Aim of the exercise:
Scan the records and identify every line in which the string "horse" occurs, then return those lines.

Records from a data collection:
::::::::::

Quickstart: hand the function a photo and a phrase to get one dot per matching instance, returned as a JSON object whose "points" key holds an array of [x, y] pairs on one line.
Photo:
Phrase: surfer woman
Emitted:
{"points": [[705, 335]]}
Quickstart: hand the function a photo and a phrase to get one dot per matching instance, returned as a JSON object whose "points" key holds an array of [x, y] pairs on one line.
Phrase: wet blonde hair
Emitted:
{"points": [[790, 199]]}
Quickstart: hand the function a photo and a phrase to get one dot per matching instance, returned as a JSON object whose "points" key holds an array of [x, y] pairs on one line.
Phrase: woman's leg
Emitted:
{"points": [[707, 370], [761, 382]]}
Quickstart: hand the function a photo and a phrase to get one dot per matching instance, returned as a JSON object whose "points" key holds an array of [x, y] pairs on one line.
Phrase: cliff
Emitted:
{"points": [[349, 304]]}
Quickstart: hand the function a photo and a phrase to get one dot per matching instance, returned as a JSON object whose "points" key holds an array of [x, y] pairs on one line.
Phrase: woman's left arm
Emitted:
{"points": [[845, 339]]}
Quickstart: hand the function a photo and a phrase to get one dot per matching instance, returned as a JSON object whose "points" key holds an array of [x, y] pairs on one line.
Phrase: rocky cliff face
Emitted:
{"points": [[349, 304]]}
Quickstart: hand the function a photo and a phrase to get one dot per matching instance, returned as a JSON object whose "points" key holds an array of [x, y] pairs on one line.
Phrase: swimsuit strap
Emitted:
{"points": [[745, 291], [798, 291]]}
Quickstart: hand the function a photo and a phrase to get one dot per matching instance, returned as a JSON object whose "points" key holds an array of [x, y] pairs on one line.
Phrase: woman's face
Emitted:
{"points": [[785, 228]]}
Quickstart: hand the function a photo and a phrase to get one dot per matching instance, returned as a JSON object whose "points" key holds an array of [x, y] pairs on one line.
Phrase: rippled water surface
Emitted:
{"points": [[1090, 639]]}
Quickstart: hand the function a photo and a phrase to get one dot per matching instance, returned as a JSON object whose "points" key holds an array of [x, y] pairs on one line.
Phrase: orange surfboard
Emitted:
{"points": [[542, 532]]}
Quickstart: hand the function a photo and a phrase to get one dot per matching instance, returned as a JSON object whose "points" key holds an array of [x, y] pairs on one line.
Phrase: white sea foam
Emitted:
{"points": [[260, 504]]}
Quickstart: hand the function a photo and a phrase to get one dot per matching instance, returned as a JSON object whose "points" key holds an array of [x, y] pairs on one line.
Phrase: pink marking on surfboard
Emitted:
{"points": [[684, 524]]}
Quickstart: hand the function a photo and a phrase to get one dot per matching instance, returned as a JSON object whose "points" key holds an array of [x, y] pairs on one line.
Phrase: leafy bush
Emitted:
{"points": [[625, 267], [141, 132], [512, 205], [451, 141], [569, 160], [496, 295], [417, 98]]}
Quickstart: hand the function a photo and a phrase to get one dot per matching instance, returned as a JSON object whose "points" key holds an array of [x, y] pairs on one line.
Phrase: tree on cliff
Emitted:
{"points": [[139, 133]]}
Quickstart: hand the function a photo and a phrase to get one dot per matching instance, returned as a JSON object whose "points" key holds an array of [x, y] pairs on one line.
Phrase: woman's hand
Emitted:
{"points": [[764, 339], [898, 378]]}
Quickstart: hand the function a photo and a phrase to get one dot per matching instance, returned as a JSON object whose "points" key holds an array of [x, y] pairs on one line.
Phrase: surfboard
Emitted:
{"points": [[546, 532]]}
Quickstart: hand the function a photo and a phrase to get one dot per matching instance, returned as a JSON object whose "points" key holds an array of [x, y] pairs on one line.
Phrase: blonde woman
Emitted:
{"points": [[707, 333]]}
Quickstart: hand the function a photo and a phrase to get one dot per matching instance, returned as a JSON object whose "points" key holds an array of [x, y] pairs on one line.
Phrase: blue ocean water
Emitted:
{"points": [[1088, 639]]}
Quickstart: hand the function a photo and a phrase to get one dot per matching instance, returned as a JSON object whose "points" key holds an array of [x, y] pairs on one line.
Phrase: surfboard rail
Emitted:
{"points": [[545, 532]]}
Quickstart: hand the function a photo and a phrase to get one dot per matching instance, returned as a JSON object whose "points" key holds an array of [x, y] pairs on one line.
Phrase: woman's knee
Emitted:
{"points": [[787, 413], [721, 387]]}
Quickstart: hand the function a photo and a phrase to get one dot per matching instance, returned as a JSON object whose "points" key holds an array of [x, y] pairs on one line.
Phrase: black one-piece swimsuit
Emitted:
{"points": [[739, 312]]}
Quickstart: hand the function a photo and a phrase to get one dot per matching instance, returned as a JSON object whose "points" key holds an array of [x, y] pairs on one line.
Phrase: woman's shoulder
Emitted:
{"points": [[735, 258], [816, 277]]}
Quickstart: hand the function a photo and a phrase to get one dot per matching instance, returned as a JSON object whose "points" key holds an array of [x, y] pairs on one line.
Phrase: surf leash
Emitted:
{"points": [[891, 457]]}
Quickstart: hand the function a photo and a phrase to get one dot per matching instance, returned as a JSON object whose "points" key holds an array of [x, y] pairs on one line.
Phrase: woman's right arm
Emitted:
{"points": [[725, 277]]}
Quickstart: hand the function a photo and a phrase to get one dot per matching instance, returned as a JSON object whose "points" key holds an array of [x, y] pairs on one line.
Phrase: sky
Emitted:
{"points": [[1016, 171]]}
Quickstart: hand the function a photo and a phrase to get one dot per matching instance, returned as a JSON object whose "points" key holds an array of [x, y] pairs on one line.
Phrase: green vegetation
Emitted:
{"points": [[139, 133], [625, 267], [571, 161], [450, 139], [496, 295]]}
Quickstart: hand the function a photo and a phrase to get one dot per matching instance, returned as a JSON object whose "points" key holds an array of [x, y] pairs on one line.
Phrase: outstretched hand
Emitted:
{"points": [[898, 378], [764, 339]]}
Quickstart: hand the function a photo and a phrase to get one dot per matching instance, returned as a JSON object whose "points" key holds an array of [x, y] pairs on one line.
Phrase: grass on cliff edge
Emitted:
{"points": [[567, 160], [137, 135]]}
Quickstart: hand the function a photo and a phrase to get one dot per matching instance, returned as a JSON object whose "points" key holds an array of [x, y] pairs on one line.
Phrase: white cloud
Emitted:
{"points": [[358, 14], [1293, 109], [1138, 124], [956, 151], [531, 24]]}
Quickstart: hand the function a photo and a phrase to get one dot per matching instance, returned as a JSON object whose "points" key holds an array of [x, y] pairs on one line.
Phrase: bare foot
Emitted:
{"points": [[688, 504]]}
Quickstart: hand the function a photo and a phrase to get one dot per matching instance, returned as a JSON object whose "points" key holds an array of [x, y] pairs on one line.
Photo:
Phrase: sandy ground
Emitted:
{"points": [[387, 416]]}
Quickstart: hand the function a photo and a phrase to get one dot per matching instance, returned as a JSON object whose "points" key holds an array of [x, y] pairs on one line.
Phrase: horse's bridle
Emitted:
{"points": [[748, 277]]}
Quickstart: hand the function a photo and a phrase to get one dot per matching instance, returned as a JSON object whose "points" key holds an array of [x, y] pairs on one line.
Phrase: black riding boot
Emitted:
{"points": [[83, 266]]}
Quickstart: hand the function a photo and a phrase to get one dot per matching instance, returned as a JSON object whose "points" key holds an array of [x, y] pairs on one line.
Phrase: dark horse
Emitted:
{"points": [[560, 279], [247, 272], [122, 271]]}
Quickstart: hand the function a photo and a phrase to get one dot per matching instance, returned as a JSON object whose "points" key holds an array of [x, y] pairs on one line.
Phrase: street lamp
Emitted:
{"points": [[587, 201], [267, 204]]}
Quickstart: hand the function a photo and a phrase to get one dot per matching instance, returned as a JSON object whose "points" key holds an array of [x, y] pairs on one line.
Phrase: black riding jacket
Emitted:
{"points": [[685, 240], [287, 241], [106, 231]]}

::::::::::

Exercise result:
Phrase: horse's bridle
Phrase: dark horse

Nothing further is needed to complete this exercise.